--- begin Document segment ---

Some vendors interviewed by Barbados TODAY confirmed being approached by would-be sellers offering produce at suspiciously cut-rate prices. But they said they rejected buying without receipts.

 

President of the Barbados Association of Retailers, Vendors, and Entrepreneurs (BARVEN), Alister Alexander, stated that while the organisation could not speak for every individual vendor, it rejected attempts to portray the vending community as complicit, maintaining that the vast majority of vendors sourced their produce through legal means.

 

“BARVEN cannot swear for every vendor. Who can for everyone in their sector? Yet we have stated over and over we are confident that the vast majority of the vending community obtain their produce by legal means,” Alexander said. “We think that those who have suffered these unconscionable losses can generally back up what I am saying. They are greatly patronised by the vending community. I believe this is organised crime looking to offload ill-gotten gains in bulk… ”

 

Alexander was speaking against the backdrop of the theft of an estimated 30 000 pounds of yams over the Christmas period and early New Year. Of that total, 10 000 pounds were stolen from Barbados Agricultural Development and Marketing Corporation-managed farmland, while a further 20 000 pounds were taken from private land in St John owned by Richard Armstrong, one of the island’s largest root crop producers.

 

He said BARVEN continued to urge vigilance within the community and stronger regulation of vending activity: “However, BARVEN encourages its members to report every suspicious transaction they might observe. Be your brother-farmer’s keeper. We view praedial larceny as a crime against the whole country that we all have a duty to stamp out.”

--- end Document segment ---
--- begin Entries shown ---

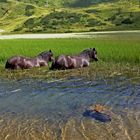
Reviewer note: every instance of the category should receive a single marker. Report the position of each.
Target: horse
(78, 61)
(21, 62)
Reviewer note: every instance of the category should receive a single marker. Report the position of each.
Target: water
(53, 109)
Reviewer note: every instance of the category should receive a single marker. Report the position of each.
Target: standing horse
(79, 61)
(20, 62)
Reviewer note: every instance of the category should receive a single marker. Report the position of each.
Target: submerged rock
(98, 112)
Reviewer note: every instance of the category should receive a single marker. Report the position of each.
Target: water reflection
(61, 105)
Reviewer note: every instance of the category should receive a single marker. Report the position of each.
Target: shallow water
(53, 109)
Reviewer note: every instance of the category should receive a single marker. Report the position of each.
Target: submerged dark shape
(98, 112)
(102, 117)
(21, 62)
(78, 61)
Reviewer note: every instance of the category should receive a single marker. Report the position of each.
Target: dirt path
(62, 35)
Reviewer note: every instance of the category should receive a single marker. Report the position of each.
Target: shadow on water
(97, 116)
(57, 109)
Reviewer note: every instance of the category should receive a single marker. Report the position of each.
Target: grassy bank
(117, 54)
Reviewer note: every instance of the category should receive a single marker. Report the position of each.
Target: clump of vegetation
(114, 58)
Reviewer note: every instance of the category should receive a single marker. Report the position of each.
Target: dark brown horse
(20, 62)
(79, 61)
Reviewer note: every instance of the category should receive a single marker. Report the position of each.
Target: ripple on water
(60, 104)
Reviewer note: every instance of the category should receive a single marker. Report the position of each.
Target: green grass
(118, 54)
(29, 17)
(110, 49)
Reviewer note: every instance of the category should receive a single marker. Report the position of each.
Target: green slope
(22, 16)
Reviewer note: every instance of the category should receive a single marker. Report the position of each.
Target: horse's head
(47, 55)
(91, 53)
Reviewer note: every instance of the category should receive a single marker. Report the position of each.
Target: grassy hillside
(22, 16)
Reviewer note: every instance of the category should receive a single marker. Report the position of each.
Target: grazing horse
(79, 61)
(20, 62)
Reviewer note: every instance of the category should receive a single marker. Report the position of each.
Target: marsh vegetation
(50, 103)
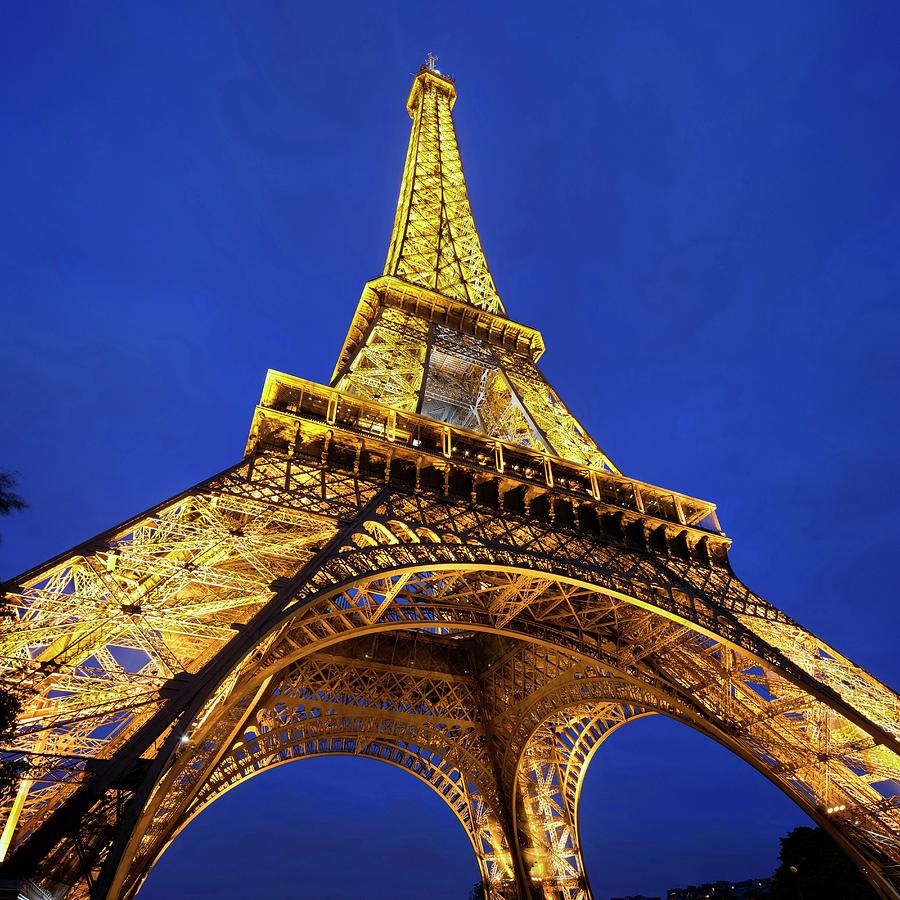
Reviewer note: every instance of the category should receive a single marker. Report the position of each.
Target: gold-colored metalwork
(429, 562)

--- end Entries shown ---

Goals:
[a] According to the yam theft article, how many pounds of yams were taken from private land in St John?
[b] Rewrite the yam theft article starting at "Some vendors interviewed" and ending at "buying without receipts.", with "receipts" replaced by "invoices".
The records have no connection to the yam theft article.

Responses to the tasks:
[a] 20 000 pounds

[b]
Some vendors interviewed by Barbados TODAY confirmed being approached by would-be sellers offering produce at suspiciously cut-rate prices. But they said they rejected buying without invoices.